YOUR GOAL —
Print, please, the line that contains "Where can the jersey" and each line after it to the end of the entries, unchanged and with nothing else.

——————————

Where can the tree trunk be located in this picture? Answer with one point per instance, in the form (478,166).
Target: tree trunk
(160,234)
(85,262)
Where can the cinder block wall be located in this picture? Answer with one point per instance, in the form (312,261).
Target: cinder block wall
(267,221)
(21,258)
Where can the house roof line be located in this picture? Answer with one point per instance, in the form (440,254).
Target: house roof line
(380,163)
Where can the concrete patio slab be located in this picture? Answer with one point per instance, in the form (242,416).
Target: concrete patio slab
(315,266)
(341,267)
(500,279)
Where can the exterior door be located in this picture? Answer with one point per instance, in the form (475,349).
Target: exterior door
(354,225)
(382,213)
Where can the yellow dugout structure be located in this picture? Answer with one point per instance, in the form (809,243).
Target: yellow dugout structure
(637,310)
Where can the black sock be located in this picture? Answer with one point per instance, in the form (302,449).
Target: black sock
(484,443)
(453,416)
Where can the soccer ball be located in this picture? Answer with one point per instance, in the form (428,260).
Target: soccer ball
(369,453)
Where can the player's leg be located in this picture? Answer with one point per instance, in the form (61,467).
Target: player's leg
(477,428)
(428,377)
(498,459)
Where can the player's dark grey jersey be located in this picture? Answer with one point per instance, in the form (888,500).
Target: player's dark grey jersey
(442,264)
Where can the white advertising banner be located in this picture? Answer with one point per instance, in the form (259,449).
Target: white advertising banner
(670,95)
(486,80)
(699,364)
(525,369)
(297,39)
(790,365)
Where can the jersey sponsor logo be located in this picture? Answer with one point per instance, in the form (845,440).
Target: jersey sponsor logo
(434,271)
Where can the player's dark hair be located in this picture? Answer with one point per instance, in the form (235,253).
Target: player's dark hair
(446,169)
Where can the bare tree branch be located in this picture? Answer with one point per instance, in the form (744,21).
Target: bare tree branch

——————————

TASK SOLUTION —
Where can the jersey sponsor logo be located in this picture? Answer with one point per instance, in the form (845,440).
Target: jersey sponsor logo
(434,271)
Where can the player's dark hair be located in this picture? Answer with one point per instance, in the form (235,253).
Target: player's dark hair
(446,169)
Where can the bare tree branch be located in this picture? Answer with one point per instance, in the form (744,21).
Target: bare tree branch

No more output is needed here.